> [THE TASK]: Extract each line from the records below that contains the word "wide".

> [DATA ROWS]:
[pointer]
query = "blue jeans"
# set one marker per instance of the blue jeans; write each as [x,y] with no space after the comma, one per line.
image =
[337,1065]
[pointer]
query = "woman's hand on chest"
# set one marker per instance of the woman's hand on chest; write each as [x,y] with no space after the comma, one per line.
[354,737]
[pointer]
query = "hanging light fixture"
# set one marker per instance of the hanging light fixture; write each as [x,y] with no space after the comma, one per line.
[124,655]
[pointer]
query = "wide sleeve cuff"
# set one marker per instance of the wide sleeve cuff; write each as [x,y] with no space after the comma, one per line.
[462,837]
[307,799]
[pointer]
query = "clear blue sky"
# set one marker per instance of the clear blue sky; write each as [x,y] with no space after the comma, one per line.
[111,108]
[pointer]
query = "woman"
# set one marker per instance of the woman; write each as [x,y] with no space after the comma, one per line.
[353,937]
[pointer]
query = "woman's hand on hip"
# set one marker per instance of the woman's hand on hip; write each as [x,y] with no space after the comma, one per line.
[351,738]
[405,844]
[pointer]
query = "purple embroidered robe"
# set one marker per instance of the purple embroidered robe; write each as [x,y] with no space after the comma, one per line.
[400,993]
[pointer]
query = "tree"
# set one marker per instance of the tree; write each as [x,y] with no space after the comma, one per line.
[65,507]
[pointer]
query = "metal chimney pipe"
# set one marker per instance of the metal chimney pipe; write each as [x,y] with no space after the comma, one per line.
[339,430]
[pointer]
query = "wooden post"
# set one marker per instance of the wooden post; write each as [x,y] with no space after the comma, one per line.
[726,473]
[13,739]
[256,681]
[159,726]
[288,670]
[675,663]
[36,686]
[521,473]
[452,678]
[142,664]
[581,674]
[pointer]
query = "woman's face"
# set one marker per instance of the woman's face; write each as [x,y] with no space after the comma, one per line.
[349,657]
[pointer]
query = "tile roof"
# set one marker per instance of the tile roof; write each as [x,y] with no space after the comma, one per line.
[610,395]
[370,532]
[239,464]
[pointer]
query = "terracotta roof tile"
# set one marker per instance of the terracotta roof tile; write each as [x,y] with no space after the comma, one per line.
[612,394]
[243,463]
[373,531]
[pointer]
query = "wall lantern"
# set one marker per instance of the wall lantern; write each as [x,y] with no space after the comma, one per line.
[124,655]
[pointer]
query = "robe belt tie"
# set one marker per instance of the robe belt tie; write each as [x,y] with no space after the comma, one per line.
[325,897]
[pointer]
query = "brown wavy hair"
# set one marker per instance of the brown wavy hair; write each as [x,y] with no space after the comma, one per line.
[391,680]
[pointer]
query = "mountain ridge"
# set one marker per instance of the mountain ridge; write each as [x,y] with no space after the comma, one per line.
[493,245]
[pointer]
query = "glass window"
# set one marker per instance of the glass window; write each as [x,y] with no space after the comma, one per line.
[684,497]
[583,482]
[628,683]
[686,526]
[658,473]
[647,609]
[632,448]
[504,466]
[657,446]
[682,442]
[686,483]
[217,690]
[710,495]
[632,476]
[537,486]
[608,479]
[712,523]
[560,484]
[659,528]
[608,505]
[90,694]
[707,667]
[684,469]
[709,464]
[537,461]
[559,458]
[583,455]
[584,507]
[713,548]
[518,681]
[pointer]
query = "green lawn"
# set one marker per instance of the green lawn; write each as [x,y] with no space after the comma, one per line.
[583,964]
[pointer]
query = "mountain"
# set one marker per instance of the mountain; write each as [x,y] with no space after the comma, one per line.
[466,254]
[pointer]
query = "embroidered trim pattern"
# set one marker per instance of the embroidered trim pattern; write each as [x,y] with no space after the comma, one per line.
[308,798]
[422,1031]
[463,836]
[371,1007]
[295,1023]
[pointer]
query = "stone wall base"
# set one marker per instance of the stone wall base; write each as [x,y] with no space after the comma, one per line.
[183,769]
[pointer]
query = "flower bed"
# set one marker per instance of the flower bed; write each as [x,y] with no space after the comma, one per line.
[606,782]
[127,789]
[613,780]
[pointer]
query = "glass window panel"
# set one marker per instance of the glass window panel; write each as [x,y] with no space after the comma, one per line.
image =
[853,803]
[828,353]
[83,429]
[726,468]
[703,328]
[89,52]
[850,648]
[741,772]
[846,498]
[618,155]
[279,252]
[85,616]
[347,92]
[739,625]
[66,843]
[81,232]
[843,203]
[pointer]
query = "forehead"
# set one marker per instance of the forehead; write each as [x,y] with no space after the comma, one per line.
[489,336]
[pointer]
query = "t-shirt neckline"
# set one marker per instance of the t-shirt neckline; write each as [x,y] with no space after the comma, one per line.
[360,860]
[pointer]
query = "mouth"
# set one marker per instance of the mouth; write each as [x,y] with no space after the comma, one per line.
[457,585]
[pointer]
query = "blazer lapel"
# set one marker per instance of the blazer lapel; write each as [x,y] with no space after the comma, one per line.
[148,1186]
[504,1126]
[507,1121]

> [EXERCISE RESULT]:
query = "wide sleeve cuff"
# set one marker per instance of the wide sleeve cuff; write each as [x,y] with no space after the comma, one per line.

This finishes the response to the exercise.